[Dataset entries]

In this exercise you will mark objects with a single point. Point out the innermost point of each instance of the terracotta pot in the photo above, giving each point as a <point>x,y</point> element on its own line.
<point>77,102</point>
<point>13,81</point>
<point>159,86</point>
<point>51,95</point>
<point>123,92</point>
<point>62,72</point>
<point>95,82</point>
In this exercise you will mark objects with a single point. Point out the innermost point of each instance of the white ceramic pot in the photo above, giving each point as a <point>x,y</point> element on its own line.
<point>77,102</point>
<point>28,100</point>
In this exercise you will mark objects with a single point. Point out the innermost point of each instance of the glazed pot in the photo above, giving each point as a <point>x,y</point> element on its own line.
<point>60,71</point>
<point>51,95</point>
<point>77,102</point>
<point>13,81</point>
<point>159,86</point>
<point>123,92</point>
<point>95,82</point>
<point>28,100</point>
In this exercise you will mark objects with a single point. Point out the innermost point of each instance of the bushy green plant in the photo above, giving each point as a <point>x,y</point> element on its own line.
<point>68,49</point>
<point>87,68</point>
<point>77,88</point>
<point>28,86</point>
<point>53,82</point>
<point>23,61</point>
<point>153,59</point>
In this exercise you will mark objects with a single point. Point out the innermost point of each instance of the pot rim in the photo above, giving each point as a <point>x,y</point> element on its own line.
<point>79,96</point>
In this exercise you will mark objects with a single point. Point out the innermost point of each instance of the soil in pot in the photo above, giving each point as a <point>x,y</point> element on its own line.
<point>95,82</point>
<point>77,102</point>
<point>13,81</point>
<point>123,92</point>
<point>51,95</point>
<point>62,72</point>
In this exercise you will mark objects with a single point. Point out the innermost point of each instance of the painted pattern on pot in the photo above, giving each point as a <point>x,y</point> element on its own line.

### EXERCISE
The output consists solely of the lines from the line that contains "the pot rim" through the final line of the data.

### YOUR RESPONSE
In this exercise you will mark objects with a single point. Point out the innermost point of each instance of the pot rim in the photo above, giving each point as a <point>x,y</point> element on its own line.
<point>79,96</point>
In this exercise you will mark objects with a single point. Point out the innermost point of each instance of the soil in pot in the photo above, giving each point as a <point>x,y</point> element on its own line.
<point>95,82</point>
<point>77,102</point>
<point>13,81</point>
<point>123,92</point>
<point>51,95</point>
<point>62,72</point>
In this exercise you will mark objects with a single point. Point out the innermost point of each instance of the painted pattern on pot in the photo above, giving each point as a <point>x,y</point> element on its own line.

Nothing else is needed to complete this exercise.